◆ **TASK TO COMPLETE**: Select every line below containing the word "TARGET".

┄┄┄┄┄┄┄┄┄┄┄┄┄┄┄┄┄┄┄┄

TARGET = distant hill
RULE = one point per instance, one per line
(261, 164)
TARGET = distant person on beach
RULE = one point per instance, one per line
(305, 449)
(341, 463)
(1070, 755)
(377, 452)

┄┄┄┄┄┄┄┄┄┄┄┄┄┄┄┄┄┄┄┄

◆ **EXERCISE RESULT**:
TARGET = distant hill
TARGET = distant person on beach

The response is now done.